[THE TASK] Could you rewrite every line of the records from the start through the line holding "[[[8,266],[8,342],[227,340],[226,3],[158,3],[2,5],[2,339]]]", inclusive, shifting each outline coordinate in the answers up by 115 and leaving everything else unchanged?

[MATERIAL FOR THE TASK]
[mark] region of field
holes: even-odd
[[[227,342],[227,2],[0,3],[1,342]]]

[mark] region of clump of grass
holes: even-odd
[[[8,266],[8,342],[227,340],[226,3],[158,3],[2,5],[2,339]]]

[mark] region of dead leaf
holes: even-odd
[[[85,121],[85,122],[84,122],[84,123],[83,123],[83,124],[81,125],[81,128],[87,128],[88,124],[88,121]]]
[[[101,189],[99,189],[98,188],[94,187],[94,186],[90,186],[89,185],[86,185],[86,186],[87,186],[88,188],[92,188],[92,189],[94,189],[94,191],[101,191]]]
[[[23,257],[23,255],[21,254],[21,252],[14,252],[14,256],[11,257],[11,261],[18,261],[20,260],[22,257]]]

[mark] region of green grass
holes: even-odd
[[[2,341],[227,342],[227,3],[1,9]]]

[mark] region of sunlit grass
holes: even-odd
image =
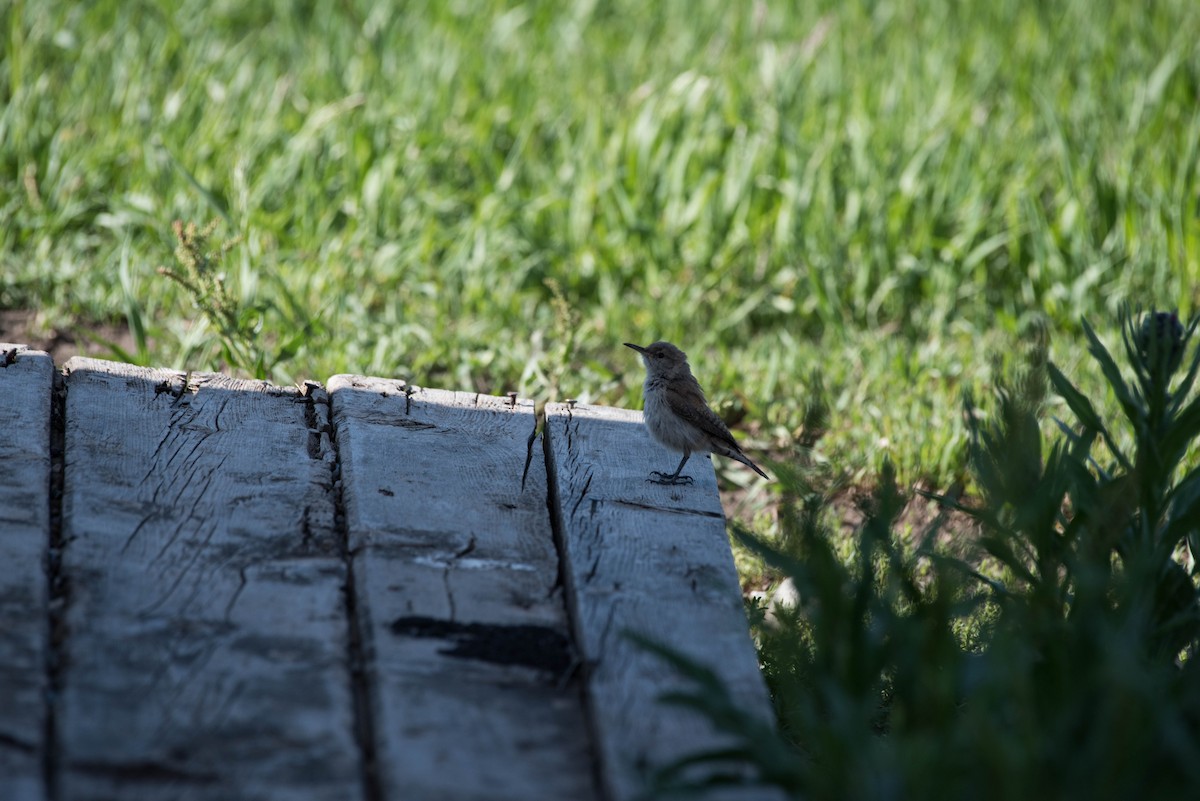
[[[1069,368],[1081,315],[1196,302],[1190,0],[18,0],[0,35],[0,307],[140,361],[226,367],[155,272],[218,218],[264,350],[314,332],[276,381],[636,405],[619,343],[667,338],[754,446],[817,369],[835,464],[946,486],[1030,326]]]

[EXERCISE SOLUTION]
[mark] region of field
holes: even-odd
[[[342,457],[342,117],[115,118],[116,457]]]

[mark] region of clump of grass
holes: even-odd
[[[123,381],[123,457],[342,455],[341,118],[273,118],[117,120],[117,454]]]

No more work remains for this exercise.